Activity list —
1. Repeat the platinum article from "That could boost" up to and including "stimulus in 2021.", and switch "premium" to "markup".
2. Translate this sentence from the platinum article into Spanish: "There also is a global supply deficit for platinum right now."
[[ Text segment, beginning ]]
Now experts are saying platinum may soon catch up with its flashier rivals.
So why has platinum lagged behind? One key reason is that it has more of an industrial use than other metals. It’s not just a hedge against the dollar and something used in jewelry. Platinum is a key component of catalytic converters in cars, which are used to reduce exhaust emissions.
The case for a platinum rebound
But some commodities experts think that platinum might finally be ready to make a sustained comeback. After bottoming out at just under $600 an ounce in late March, prices have rebounded to about $840.
Fed Chairman Jerome Powell has strongly hinted that the central bank is likely to keep interest rates at zero for several more years. That should depress the value of the dollar.
“The Fed has pumped more money into the markets. There is potential for more inflation as Powell talks about uncertainty and more stimulus,” said Ed Moy, chief strategist at gold seller Valaurum and a former director of the US Mint. “So there will be point where investors flock more to alternative assets like platinum.”
That could boost all metals, but platinum has much more room to run to catch up with gold, which is currently hovering around $1,850 an ounce. Will Rhind, CEO of GraniteShares, noted that platinum prices have historically traded at a premium to gold.
Moy added that platinum currently is extremely “underpriced” compared with gold and that in a normal economy, platinum and gold prices should be much closer to parity.
Platinum, along with other metals, may also get a boost after the election. The president (regardless of whether it’s Donald Trump in a second term or Joe Biden) will need to quickly work with Congress on more economic stimulus in 2021.
More stimulus and auto rebound could boost prices
That could be a combination of more relief for consumers and businesses struggling due to the pandemic as well as a long-awaited package to boost infrastructure spending.
“That could make this an interesting story for platinum and all precious metals,” Dunn added.
There also is a global supply deficit for platinum right now.
“Platinum should make up some ground. There was a shortage before Covid-19. The pandemic has only made it worse,” said Everett Millman, precious metals specialist with Gainesville Coins. “Prices are still about 50% below the average of the past decade, but industrial use should put a floor under platinum.”
Along those lines, demand for platinum could increase as manufacturers realize that it’s a much cheaper alternative to palladium, which has many similar industrial uses and costs more than $2,200 an ounce. “More manufacturers could switch to platinum,” Dunn said.
So just as platinum credit cards offer more rewards than gold ones and platinum records have higher sales than gold albums, platinum prices may soon regain their luster and outshine gold as well.
[[ Text segment, end ]]
[[ Available data, beginning ]]
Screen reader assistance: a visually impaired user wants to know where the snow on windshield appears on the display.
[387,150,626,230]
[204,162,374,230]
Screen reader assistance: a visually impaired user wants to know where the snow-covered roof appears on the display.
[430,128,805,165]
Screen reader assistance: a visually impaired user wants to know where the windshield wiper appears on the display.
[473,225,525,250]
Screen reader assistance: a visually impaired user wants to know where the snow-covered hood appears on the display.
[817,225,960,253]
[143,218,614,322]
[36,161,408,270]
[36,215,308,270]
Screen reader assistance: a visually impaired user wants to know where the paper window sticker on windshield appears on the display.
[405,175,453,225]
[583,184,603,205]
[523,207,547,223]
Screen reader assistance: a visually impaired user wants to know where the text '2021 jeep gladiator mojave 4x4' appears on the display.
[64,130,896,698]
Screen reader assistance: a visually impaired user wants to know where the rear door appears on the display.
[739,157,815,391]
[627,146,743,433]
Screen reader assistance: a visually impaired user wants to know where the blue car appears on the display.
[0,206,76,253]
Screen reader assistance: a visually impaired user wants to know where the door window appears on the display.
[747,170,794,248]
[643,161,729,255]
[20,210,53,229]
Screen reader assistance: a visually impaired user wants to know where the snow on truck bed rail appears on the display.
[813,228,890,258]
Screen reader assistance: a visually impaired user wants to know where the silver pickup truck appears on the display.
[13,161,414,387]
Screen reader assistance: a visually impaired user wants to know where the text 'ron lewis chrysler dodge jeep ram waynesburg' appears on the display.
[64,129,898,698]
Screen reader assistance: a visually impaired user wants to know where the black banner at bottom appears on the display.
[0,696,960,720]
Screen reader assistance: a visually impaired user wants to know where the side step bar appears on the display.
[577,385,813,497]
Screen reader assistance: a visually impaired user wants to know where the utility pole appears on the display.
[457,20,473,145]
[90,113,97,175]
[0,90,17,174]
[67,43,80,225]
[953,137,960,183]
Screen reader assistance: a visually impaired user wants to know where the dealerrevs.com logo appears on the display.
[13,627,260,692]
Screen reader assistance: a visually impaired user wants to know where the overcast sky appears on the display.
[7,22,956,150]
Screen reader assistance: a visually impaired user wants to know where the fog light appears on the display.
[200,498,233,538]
[[ Available data, end ]]
[[ Available data, beginning ]]
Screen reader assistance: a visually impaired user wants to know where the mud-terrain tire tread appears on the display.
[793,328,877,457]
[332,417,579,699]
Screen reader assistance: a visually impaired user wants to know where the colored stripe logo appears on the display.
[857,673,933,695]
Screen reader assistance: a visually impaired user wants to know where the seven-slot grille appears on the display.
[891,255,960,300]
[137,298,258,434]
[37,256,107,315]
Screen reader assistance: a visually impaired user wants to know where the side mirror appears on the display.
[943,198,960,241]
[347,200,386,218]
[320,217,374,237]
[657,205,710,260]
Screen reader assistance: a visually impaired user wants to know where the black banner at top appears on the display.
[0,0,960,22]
[[ Available data, end ]]
[[ Available data, beginning ]]
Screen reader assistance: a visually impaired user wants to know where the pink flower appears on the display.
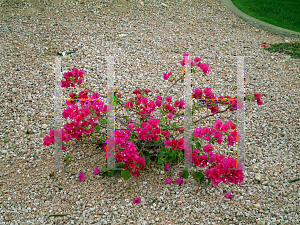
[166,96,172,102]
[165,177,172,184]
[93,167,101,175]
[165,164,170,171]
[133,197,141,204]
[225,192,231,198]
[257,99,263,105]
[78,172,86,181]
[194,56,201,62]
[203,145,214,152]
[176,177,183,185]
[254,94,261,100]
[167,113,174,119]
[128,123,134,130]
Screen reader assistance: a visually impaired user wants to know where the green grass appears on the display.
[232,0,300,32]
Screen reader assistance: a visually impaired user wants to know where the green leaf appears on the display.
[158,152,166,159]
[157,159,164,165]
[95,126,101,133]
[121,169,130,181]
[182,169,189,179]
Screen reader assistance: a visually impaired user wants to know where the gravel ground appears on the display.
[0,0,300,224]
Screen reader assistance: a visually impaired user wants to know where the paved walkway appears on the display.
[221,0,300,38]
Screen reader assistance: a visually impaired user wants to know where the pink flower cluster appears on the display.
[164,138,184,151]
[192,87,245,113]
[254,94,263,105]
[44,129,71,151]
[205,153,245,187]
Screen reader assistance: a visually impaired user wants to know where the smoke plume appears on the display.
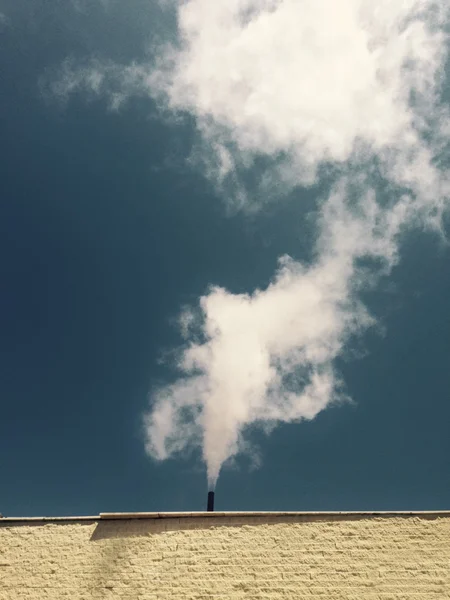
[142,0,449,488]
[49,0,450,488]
[[ Available data, end ]]
Answers to the problems —
1.
That could boost all metals, but platinum has much more room to run to catch up with gold, which is currently hovering around $1,850 an ounce. Will Rhind, CEO of GraniteShares, noted that platinum prices have historically traded at a markup to gold.
Moy added that platinum currently is extremely “underpriced” compared with gold and that in a normal economy, platinum and gold prices should be much closer to parity.
Platinum, along with other metals, may also get a boost after the election. The president (regardless of whether it’s Donald Trump in a second term or Joe Biden) will need to quickly work with Congress on more economic stimulus in 2021.

2. También hay en este momento un déficit mundial en el suministro de platino.